[STATED EXERCISE] Copy out verbatim, from the entries below, the stretch from the line containing "Where can you see the row" through the line containing "column 490, row 171". Include both of those lines.
○ ○ ○ ○ ○
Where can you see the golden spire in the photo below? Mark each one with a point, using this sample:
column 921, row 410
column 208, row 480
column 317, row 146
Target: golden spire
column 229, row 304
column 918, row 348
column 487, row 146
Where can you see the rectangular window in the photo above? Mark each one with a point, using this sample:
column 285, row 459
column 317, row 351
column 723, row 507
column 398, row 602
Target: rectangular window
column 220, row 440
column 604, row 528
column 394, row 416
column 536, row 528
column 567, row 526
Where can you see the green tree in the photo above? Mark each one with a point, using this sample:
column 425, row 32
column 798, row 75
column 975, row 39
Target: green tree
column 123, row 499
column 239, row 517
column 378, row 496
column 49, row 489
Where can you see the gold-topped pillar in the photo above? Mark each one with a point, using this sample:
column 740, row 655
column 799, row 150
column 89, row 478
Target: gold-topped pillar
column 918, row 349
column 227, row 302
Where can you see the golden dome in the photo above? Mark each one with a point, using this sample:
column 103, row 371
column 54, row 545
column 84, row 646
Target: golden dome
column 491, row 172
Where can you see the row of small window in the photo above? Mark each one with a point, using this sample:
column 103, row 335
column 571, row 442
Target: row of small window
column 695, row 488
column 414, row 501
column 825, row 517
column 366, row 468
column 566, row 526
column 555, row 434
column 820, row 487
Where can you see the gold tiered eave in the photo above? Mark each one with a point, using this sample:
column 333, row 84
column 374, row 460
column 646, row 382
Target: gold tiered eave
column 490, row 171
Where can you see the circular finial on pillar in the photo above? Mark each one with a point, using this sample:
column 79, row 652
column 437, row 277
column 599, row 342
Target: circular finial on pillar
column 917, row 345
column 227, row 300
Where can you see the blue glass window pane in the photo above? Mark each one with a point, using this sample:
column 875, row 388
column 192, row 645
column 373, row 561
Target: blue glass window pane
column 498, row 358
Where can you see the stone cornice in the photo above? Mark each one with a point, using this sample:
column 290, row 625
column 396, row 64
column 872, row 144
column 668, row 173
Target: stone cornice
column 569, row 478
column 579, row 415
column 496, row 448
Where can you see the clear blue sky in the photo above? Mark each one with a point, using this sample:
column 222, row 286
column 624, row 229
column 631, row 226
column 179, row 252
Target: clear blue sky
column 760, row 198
○ ○ ○ ○ ○
[OUTPUT]
Where can you see the row of small window in the photo above? Mark each one with a point, using this sample:
column 103, row 335
column 571, row 442
Target: row of small window
column 695, row 488
column 414, row 501
column 825, row 517
column 366, row 468
column 566, row 526
column 555, row 434
column 820, row 487
Where can you see the gold tiered eave in the photo above? Mark each one with a point, using this sample:
column 333, row 84
column 374, row 460
column 646, row 382
Target: gold tiered eave
column 490, row 171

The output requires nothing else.